The exercise: Extract each line of the records that contains the word "white" and copy it unchanged. Uppercase and lowercase letters must match.

** BEGIN **

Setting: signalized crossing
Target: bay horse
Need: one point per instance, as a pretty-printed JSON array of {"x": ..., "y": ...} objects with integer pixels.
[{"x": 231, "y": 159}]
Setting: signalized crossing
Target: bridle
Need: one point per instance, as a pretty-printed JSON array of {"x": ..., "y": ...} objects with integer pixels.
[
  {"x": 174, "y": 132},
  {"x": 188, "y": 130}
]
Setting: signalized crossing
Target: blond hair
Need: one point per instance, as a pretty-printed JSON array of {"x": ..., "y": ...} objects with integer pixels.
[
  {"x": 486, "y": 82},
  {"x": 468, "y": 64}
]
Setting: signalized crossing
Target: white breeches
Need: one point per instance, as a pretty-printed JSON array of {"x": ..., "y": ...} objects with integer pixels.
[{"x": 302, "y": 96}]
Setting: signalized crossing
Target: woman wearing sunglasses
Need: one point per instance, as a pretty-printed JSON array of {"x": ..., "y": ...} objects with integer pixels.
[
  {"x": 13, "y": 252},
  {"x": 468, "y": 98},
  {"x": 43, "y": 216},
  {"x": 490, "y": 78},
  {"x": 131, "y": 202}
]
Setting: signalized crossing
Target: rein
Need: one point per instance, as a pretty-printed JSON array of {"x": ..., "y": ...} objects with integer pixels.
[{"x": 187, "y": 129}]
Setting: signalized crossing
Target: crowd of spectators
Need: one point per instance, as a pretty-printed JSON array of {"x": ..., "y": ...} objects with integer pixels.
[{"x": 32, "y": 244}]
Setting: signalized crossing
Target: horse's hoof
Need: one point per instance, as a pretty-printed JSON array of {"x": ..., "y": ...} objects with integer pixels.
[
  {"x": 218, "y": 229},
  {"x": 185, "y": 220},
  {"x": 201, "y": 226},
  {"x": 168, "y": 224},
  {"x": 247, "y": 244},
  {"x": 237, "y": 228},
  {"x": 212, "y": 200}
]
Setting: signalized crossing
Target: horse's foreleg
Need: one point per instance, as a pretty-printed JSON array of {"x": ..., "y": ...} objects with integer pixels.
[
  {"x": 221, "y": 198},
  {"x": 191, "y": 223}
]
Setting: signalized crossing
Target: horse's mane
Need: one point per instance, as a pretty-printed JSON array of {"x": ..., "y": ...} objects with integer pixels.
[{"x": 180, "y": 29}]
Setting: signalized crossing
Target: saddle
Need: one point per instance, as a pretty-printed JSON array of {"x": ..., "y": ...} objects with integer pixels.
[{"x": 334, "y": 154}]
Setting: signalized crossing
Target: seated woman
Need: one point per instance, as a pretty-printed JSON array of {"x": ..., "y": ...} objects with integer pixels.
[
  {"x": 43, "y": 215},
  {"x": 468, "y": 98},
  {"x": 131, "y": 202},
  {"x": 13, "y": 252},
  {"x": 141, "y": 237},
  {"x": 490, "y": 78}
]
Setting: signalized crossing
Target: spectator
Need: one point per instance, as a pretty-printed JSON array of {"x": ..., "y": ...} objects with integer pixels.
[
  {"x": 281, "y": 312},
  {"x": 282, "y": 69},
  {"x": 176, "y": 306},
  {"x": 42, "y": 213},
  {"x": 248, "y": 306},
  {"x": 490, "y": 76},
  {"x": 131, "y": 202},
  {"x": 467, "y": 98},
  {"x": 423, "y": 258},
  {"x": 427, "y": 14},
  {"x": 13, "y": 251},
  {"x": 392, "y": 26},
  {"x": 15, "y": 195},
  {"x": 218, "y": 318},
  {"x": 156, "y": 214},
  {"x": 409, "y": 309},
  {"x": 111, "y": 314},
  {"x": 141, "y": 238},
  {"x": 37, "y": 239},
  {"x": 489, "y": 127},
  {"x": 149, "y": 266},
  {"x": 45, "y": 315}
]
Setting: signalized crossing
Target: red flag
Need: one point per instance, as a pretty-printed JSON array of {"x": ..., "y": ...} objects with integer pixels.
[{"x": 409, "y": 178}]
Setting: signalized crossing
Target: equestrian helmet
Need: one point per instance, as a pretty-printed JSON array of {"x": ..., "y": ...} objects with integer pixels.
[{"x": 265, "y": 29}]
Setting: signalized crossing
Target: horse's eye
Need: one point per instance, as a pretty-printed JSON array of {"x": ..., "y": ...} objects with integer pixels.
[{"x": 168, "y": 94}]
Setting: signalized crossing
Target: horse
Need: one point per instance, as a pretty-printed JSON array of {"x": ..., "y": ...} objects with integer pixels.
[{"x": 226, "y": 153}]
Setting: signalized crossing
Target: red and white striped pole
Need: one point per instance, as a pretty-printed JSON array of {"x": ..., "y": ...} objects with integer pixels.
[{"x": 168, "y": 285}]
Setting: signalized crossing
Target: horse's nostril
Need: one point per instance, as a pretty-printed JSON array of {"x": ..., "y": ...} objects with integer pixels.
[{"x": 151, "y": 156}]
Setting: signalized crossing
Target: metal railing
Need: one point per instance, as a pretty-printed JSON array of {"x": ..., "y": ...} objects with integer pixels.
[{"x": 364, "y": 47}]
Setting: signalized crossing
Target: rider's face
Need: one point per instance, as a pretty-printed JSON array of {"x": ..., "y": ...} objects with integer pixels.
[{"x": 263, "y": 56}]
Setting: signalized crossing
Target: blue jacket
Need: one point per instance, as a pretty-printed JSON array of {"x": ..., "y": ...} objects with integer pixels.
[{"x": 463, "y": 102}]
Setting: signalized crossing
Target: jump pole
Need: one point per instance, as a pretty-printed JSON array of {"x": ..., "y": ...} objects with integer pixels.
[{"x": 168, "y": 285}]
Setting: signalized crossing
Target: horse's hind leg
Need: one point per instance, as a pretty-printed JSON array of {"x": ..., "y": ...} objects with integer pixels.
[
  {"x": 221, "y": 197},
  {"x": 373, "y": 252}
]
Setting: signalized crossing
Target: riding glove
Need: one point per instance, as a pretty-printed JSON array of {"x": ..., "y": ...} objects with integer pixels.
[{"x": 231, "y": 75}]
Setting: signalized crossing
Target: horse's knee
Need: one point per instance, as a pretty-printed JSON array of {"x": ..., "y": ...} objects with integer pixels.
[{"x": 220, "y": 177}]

** END **

Solution for this exercise:
Target: white breeches
Target: red and white striped pole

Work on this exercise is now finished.